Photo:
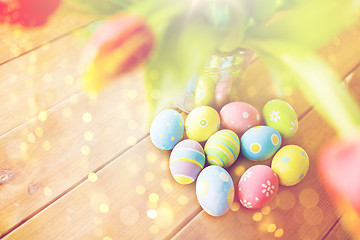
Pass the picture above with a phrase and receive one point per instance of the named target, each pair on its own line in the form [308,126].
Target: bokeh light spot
[47,191]
[265,210]
[39,132]
[85,150]
[309,198]
[43,116]
[279,232]
[313,216]
[149,176]
[103,207]
[131,141]
[88,136]
[154,229]
[46,145]
[31,138]
[67,112]
[183,200]
[285,200]
[129,215]
[140,190]
[235,207]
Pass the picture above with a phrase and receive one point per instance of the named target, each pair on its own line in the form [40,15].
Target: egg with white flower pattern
[291,163]
[260,143]
[215,190]
[281,116]
[257,186]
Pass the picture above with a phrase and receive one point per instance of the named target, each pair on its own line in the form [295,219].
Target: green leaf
[309,24]
[317,81]
[179,55]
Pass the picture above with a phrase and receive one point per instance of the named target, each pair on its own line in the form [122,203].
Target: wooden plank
[134,197]
[305,210]
[31,205]
[15,40]
[48,155]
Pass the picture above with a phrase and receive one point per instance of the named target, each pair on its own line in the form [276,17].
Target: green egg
[279,115]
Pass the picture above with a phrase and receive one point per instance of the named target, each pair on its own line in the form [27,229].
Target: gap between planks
[77,184]
[50,41]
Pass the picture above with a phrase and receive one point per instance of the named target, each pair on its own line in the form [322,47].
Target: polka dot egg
[239,116]
[291,163]
[258,186]
[215,190]
[201,123]
[222,148]
[260,143]
[281,116]
[187,159]
[167,129]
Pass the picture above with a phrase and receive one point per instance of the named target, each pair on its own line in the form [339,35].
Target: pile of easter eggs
[241,133]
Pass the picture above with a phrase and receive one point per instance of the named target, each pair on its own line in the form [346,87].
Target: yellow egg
[201,123]
[291,164]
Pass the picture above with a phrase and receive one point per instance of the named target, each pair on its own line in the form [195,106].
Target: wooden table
[80,167]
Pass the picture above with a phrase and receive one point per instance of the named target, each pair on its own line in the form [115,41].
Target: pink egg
[258,186]
[239,116]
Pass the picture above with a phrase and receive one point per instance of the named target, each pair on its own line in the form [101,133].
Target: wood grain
[128,187]
[50,155]
[16,41]
[339,233]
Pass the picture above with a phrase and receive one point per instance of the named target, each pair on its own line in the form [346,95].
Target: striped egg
[222,148]
[215,190]
[187,159]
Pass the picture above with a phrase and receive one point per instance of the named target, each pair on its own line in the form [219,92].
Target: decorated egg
[260,143]
[215,190]
[291,164]
[201,123]
[279,115]
[258,186]
[167,129]
[222,148]
[187,159]
[239,116]
[204,93]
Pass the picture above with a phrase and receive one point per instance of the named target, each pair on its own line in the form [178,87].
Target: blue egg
[260,143]
[215,190]
[167,129]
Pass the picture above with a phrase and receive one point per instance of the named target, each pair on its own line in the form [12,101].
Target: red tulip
[119,45]
[339,166]
[27,13]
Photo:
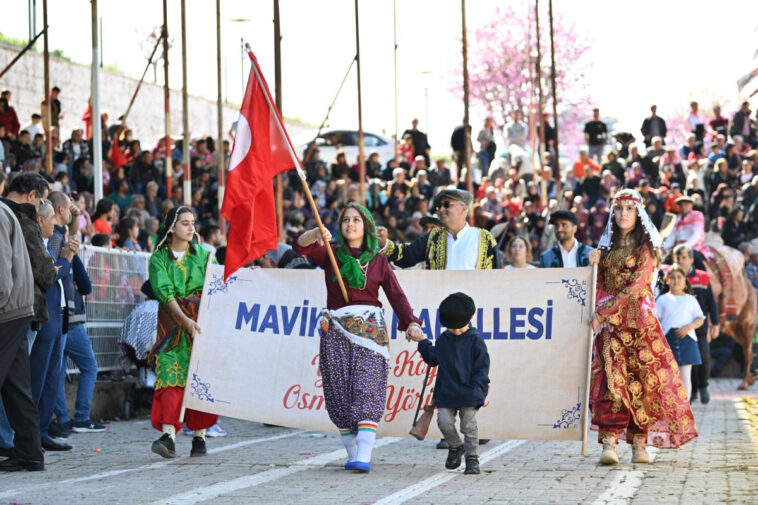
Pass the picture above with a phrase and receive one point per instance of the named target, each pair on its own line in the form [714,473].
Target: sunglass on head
[447,204]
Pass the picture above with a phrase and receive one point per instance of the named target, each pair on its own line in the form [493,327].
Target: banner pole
[588,378]
[300,172]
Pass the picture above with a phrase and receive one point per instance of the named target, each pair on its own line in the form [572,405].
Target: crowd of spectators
[717,166]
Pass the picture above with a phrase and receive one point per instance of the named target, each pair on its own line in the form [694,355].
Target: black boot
[198,447]
[472,465]
[164,446]
[454,455]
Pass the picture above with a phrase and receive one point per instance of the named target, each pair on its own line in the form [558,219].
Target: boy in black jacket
[462,378]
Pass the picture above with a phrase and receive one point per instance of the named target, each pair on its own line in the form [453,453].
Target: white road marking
[214,491]
[440,478]
[152,466]
[625,485]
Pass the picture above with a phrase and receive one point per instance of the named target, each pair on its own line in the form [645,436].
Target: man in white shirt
[569,252]
[455,246]
[35,126]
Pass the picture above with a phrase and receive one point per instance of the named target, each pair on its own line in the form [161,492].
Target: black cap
[456,311]
[565,215]
[425,220]
[455,194]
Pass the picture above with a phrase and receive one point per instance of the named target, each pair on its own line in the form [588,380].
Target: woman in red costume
[637,392]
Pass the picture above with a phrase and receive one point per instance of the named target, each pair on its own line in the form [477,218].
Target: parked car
[347,140]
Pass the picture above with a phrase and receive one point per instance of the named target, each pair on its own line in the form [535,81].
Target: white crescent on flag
[242,141]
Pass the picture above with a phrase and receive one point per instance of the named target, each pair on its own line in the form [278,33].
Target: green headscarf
[350,266]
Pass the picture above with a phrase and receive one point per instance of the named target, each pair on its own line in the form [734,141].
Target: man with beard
[569,252]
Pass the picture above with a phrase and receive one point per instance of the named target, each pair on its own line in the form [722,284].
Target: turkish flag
[261,150]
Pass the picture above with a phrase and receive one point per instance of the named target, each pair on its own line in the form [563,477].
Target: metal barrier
[117,277]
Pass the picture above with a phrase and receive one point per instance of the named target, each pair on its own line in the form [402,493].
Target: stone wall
[27,82]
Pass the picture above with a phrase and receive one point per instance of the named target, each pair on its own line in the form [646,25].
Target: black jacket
[43,270]
[464,365]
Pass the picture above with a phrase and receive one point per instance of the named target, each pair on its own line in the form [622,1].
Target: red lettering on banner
[318,384]
[295,398]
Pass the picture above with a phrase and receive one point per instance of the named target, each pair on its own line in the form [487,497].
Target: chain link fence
[117,278]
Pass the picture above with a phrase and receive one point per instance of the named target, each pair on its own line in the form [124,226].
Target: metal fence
[117,277]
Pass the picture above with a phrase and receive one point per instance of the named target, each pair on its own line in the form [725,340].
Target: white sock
[686,370]
[348,439]
[169,428]
[365,440]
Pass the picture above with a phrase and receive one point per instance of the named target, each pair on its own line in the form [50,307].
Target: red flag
[261,150]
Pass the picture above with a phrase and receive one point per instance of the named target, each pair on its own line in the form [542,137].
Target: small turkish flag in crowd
[261,150]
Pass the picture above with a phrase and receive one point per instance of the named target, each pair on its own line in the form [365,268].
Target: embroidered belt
[362,324]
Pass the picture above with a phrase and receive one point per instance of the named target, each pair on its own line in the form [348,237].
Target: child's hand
[414,333]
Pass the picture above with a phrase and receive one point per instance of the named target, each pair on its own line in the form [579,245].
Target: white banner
[257,356]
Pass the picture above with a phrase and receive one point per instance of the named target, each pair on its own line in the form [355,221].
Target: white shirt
[209,247]
[569,257]
[463,251]
[675,311]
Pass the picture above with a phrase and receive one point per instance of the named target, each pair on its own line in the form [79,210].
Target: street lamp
[242,55]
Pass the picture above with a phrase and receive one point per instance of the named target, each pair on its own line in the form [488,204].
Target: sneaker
[88,426]
[609,455]
[472,465]
[454,455]
[215,431]
[705,396]
[198,447]
[639,450]
[164,446]
[60,430]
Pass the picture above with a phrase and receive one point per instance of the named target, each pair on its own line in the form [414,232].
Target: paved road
[258,464]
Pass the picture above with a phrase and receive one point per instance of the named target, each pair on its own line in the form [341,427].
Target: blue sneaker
[88,426]
[362,467]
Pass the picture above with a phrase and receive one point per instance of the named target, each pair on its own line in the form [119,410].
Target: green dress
[181,281]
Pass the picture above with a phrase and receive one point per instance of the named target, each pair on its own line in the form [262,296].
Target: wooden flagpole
[301,173]
[586,405]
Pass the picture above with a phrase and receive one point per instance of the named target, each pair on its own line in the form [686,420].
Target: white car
[347,140]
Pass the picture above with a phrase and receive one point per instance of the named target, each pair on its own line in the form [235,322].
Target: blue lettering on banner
[496,333]
[534,323]
[247,315]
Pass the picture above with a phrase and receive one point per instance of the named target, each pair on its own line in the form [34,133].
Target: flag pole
[300,172]
[588,378]
[361,150]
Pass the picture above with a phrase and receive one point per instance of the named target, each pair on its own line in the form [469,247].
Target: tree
[502,72]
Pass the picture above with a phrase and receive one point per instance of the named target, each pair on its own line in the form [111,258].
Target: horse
[738,320]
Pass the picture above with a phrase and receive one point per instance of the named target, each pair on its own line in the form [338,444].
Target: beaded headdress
[631,195]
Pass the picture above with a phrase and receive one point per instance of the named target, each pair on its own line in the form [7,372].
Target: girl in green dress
[177,273]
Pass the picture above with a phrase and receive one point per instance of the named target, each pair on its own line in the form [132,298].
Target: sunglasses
[447,204]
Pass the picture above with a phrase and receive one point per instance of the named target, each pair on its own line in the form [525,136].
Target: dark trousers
[46,360]
[15,381]
[700,373]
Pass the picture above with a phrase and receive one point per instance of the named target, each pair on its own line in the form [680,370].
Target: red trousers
[167,404]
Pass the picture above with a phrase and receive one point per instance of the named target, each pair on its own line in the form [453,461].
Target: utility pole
[167,108]
[466,122]
[187,176]
[361,151]
[278,100]
[557,174]
[97,123]
[47,111]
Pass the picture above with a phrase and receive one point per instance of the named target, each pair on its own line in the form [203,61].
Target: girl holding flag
[177,273]
[637,392]
[354,342]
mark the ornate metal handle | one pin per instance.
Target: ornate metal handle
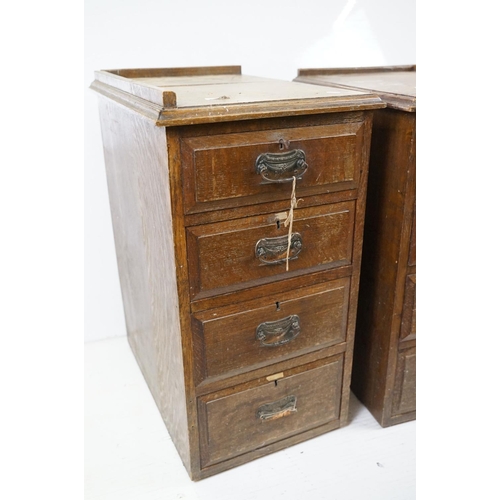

- **SHORT PROBLEM**:
Count the lines in the data above that contain the string "road", matching case exactly, and give only the number.

- **OUTPUT BELOW**:
2